### What to work on
Copy word for word, please, the lines of the entries below running from the one containing "Spot the flat" to the one containing "Spot the dark", both ends included.

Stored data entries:

####################

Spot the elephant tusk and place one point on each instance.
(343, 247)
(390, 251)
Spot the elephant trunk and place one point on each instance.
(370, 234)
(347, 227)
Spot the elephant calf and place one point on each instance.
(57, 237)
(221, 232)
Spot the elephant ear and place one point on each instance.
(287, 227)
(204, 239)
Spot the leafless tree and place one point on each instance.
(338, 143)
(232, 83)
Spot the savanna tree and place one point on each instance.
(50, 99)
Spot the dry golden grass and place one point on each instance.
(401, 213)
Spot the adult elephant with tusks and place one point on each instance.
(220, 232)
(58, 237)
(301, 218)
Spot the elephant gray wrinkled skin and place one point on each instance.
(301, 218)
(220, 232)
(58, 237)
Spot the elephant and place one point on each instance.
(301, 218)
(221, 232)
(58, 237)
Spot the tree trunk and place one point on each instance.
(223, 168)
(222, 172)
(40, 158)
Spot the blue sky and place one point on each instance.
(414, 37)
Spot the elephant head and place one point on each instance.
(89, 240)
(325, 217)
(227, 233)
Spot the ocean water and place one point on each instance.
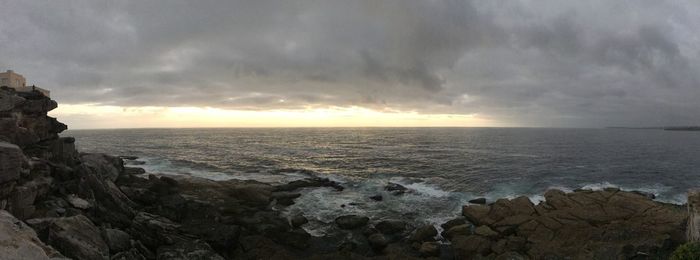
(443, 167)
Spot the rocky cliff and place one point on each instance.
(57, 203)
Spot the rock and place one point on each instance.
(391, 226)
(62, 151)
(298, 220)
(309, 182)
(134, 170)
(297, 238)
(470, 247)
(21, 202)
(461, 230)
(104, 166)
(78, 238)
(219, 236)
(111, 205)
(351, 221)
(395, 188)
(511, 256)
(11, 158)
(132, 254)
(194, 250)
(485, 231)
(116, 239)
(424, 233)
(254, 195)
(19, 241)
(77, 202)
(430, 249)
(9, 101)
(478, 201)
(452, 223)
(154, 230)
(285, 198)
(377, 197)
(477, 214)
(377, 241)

####################

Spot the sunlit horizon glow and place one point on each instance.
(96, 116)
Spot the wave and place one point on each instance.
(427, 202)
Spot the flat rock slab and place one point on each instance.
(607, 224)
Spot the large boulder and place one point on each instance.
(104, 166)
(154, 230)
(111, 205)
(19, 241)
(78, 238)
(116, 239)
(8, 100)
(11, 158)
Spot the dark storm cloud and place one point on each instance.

####################

### Response
Spot the flat rock slab and place one point on each instance.
(607, 224)
Spot the large boulder and place one point on each instance.
(104, 166)
(154, 230)
(111, 205)
(19, 241)
(78, 238)
(116, 239)
(8, 100)
(11, 158)
Spot the dark storm cloud and place one point on each instance.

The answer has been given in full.